▶ _Goal_:
Print the following material unchanged, starting at the line that contains "Can you spot the house" and continuing through the last line of the material.

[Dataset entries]
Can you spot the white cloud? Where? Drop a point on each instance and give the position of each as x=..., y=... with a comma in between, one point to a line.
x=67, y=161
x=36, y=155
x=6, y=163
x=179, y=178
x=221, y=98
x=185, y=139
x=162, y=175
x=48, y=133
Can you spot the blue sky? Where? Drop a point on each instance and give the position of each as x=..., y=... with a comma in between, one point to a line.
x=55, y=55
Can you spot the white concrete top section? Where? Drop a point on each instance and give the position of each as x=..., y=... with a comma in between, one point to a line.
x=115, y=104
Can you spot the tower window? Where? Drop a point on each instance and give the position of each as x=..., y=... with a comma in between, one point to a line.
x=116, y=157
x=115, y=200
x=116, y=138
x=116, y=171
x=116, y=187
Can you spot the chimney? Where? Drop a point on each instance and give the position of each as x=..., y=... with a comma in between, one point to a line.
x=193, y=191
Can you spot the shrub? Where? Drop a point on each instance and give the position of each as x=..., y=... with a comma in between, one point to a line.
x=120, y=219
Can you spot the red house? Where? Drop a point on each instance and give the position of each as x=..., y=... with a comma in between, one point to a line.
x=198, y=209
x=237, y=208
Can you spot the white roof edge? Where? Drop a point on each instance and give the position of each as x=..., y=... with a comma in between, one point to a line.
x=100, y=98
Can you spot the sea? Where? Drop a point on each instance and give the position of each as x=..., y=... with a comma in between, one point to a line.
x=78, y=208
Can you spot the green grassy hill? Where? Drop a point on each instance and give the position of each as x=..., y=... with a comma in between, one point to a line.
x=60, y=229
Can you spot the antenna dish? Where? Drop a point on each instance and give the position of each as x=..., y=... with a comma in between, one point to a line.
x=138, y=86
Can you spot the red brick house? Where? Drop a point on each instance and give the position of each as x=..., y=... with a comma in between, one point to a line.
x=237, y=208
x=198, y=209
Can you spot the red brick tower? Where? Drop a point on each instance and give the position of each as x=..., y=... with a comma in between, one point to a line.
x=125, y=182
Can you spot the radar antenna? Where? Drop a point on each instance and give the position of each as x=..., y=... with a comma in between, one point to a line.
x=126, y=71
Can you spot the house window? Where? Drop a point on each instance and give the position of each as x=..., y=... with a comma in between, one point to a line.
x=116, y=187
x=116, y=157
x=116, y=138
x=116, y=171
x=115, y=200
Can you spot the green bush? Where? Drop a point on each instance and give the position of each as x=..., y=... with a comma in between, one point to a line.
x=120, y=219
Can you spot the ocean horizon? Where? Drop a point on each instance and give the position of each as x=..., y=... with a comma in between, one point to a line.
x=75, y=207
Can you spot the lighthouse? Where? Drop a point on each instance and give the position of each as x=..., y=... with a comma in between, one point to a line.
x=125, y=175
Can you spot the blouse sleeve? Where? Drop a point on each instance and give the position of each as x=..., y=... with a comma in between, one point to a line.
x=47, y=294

▶ _Task result_:
Can you spot the house window? Where? Drop a point on each instance and give the position of each as x=..., y=... with a comma in between, one point to a line.
x=116, y=187
x=116, y=157
x=116, y=138
x=116, y=171
x=115, y=200
Can you spot the green bush? Where? Drop a point on each instance and give the position of each as x=..., y=... with a comma in between, one point to a line.
x=120, y=219
Can you spot the ocean horizon? Where? Drop a point on each instance and give the position of each as x=..., y=... with a comma in between, one point to a line.
x=75, y=207
Can you spot the lighthouse? Where? Drop a point on each instance and give the position of each as x=..., y=... with a comma in between, one point to a line.
x=125, y=175
Can you spot the blouse sleeve? Where? Drop a point on each instance and give the position of each as x=..., y=... with a comma in between, one point to a line.
x=47, y=294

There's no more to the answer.